▸ **Excerpt provided**:
══════

[Tune Class API + PyTorch] Possible to add more custom scalars+weights+biases to Tensorboard events file?

I’m using the ray tune class API. I see that the hyperparameters for all trials + some other metrics (e.g. time_this_iter_s) are passed to the tfevents file so that I can view them on Tensorboard.
However, I would like to pass more scalars (e.g. loss function value)/histograms (the network’s weights and biases) to Tensorboard.
When using PyTorch only, this is possible to do it like this (source):

from torch.utils.tensorboard import SummaryWriter
writer = SummaryWriter()
writer.add_scalar('epoch_loss', epoch_loss, current_epoch)
for name, values in model.named_parameters():
     tb_writer.add_histogram(name, values, current_epoch)
     tb_writer.add_histogram(f'{name}.grad', values.grad, current_epoch)

Is it somehow possible yet to merge this approach to ray, e.g. by passing the writer object to ray? Or is there a another way to add more information to the tfevents file created by ray tune?

Ray version: 1.0.1.post1
PyTorch version: 1.7.0

Hello, I’m trying to do something similar. Did you find a solution?

Hi not really, unfortunately. My current workaround is to use the function API instead and then create a “normal” PyTorch SummaryWriter (from torch.utils.tensorboard) in addition to the file created by ray (that I’m not using). I am then logging train/validate loss weights + gradients and hparams, but this is creating multiple files per run/ray trial, which gets messy when viewing the files in Tensorboard. So currently I’m not happy with that solution yet, because I want to have only a single tfevents file per trail.

I think the solution will be to customize ray tune’s logging, but I do not yet understand how to do this, also not after having read the (probably relevant) parts of the documentation:
How to customize logging: Loggers (tune.logger) — Ray v2.0.0.dev0
Sourcecode of ray’s Tensorboard logger class: ray.tune.logger — Ray v2.0.0.dev0

Based on that, do you have any idea how to modify (= I think inherit + change the respective classes) to change the default tensorboard logging behaviour by ray?

Thank you for the logger links. I think the Trainable Logging section can be the solution because it says so. But I don’t know how to use it and couldn’t find some example coding using it. If you see an example, please let me know.

In the same page there is a Wandb logger example. I think it might help you. I think it hosts weights/bias on their server so you don’t have a single location, but at least it is managed.

About your pytorch SummaryWriter, would you share some code on how you did it? Could it run in the ray cluster or just local?

[edit] Wandb is in the master docs, but not in the v1.1 docs.

══════

▸ **Stored rows**:
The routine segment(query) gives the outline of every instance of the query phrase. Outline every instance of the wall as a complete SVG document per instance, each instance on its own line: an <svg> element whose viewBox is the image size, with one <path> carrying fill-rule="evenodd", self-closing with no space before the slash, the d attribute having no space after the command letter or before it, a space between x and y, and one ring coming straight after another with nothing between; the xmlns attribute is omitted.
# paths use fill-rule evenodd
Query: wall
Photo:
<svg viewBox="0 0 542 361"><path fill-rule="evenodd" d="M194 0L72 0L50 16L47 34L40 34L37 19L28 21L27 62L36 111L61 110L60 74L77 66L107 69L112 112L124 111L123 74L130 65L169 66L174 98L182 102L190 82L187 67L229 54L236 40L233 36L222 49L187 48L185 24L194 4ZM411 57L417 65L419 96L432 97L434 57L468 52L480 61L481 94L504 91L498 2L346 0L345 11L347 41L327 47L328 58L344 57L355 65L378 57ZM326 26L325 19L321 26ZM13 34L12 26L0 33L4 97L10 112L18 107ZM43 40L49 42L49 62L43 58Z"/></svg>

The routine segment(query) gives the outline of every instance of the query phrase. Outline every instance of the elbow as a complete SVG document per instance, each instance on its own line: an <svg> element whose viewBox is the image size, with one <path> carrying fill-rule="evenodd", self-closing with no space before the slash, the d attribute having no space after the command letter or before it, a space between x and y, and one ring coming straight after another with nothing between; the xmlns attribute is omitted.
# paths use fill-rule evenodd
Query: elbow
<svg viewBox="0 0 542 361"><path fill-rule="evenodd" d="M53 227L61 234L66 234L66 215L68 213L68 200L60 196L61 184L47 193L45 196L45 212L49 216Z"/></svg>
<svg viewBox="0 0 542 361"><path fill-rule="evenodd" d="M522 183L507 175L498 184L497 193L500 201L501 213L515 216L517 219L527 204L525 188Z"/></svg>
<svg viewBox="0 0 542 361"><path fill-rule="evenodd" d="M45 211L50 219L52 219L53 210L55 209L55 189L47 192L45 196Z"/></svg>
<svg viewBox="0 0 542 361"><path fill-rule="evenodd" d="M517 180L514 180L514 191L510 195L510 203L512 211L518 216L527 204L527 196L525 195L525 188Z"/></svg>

══════

▸ **Request 1**:
Using the Ray Tune logging thread, say whether each statement agrees with it. Answer yes or no and quote the words that decide it. (a) The original poster lists Ray version 1.0.1.post1. (b) The function-API workaround yields a single tfevents file per trial. (c) The Wandb logger appears in the v1.1 docs.
▸ **Request 2**:
Write the next post in the Ray Tune TensorBoard logging thread, picking up after its final edit note.
The items play no part in this exercise.

▸ **Exercise response 1**:
(a) Yes: "Ray version: 1.0.1.post1"
(b) No: "this is creating multiple files per run/ray trial"
(c) No: "Wandb is in the master docs, but not in the v1.1 docs."

▸ **Exercise response 2**:
https://docs.ray.io/en/master/tune/api_docs/logging.html#wandblogger

Yeah! Sorry for the late reply. You can disable Tune’s default tensorboard logging by doing something like:

os.environ["TUNE_DISABLE_AUTO_CALLBACK_LOGGERS"] = "1"
from ray.tune.logger import JsonLoggerCallback, CSVLoggerCallback
base_callbacks = [CSVLoggerCallback(), JsonLoggerCallback()]
tune.run(callbacks=base_callbacks]

Thanks for the link to weights & biases! Might be a solution for me, but I still want to try for a bit to get this to work with ray + tensorboard before switching tools.
Below is an example of how I’m currently doing it. My code creates an additional folder called runs containing everything i am adding to PyTorch’s writer_tb. The runs folder is located inside the folder created by ray for each trail.
As I am using the function API, the function train_with_tune is what I pass to tune.run(). AFAIK it works both in local and non-local mode.
Let me know if you have questions/comments about this.

from torch.utils.tensorboard import SummaryWriter

def train_with_tune(config, checkpoint_dir = None):
	# set up everthing else for training
	...
    # set up logging to Tensorboard
    writer_tb = SummaryWriter(comment = '_custom_writer', flush_secs = 30)
    
    # training loop
    for epoch in range(config.get('number_of_epochs')):
    	# do training + validation
    	...
    	# report to tune
        tune.report(training_loss = train_epoch_loss, 
           reconstruction_loss = loss_dict_epoch.get('reconstruction_loss'),
           accuracy_loss = loss_dict_epoch.get('accuracy_loss'),
           anonymization_loss = loss_dict_epoch.get(temp_name),
           validation_loss = validate_epoch_loss)
    	
    	# log to tensorboard
    	# scalars
        loss_metric_dict = {'training_loss': train_epoch_loss,
           'validation_loss': validate_epoch_loss,
           'reconstruction_loss': loss_dict_epoch.get('reconstruction_loss'),
           'accuracy_loss': loss_dict_epoch.get('accuracy_loss'),
           'anonymization_loss': loss_dict_epoch.get(temp_name)}
        writer_tb.add_scalars('loss_values', loss_metric_dict, epoch)
        # weights + biases + their gradients
        for name, values in model.named_parameters():
            writer_tb.add_histogram(name, values, epoch)
            writer_tb.add_histogram(f'{name}.grad', values.grad, epoch)
            
            
    # add hparams after last epoch
    writer_tb.add_hparams(hparam_dict = config, metric_dict = loss_metric_dict)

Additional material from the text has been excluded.